───── Page extract

The common law of England so far as it was not repugnant to, or in conflict with, the constitution or laws of the United States, or the constitution or laws of this state, and so far only as it is consistent with and adapted to the natural and physical conditions of this state and the necessities of the people hereof, is hereby adopted and shall be the rule of decision in all courts of this state.

[9] Specifically, section 874A states that

[w]hen a legislative provision protects a class of persons by proscribing or requiring certain conduct but does not provide a civil remedy for the violation, the court may, if it determines that the remedy is appropriate in furtherance of the purpose of the legislation and needed to assure the effectiveness of the provision, accord to an injured member of the class a right of action, using a suitable existing tort action or a new cause of action analogous to an existing tort action.

Comment (a) explains that the term "legislative provision" includes constitutional provisions.

[10] We do not reach the question of whether existing federal law remedies should preclude a state court from awarding damages for a state constitutional tort. See Bott, 922 P.2d at 735 (noting that plaintiff filed a claim under 42 U.S.C. § 1983, but not discussing how that fact affects the availability of damages); cf. Binette v. Sabo, 244 Conn. 23, 710 A.2d 688, 707-08 (1998) (Callahan, C.J., concurring and dissenting) (arguing that the relevant inquiry is whether the plaintiff lacks a state remedy).

──────────
───── Material provided

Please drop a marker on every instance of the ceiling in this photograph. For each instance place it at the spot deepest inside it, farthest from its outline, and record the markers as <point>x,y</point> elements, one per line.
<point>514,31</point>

──────────

— Requirements —
1 – Extract the part of the legal excerpt on common law and constitutional torts from "Comment (a) explains" to "a state remedy).".
2 – In the legal excerpt on common law and constitutional torts, what does Comment (a) say the term "legislative provision" includes?
3 – Proceed with the legal excerpt on common law and constitutional torts, starting after its final sentence.

— Answer set —
1 –
Comment (a) explains that the term "legislative provision" includes constitutional provisions.

[10] We do not reach the question of whether existing federal law remedies should preclude a state court from awarding damages for a state constitutional tort. See Bott, 922 P.2d at 735 (noting that plaintiff filed a claim under 42 U.S.C. § 1983, but not discussing how that fact affects the availability of damages); cf. Binette v. Sabo, 244 Conn. 23, 710 A.2d 688, 707-08 (1998) (Callahan, C.J., concurring and dissenting) (arguing that the relevant inquiry is whether the plaintiff lacks a state remedy).

2 – Constitutional provisions.

3 –
[11] In this regard, procedural due process claims would appear to be particularly amenable to redress through equitable means. Such relief can be precisely tailored to grant the very thing a plaintiff alleges has been wrongfully denied-due process. For example, a court can generally require the offending party to redo correctly the "procedure" that allegedly lacked the mandated safeguards. See, e.g., Rockhouse Mountain Property Owners Ass'n v. Town of Conway, 127 N.H. 593, 503 A.2d 1385, 1388 (1986).

[12] In fact, forceful arguments have been made that equitable relief is often a more appropriate remedy for constitutional torts than are damages. See Vicki C. Jackson, The Supreme Court, the Eleventh Amendment, and State Sovereign Immunity, 98 Yale L.J. 1, 91-94 (1988); Christina Whitman, Constitutional Torts, 79 Mich.L.Rev. 5, 47-56 (1980); see also Susan Bandes, Reinventing Bivens: The Self-Executing Constitution, 68 S.Cal.L.Rev. 289, 294 (1995) ("[I]n many cases damages are not the most appropriate or effective remedy; declaratory or injunctive relief is preferable.").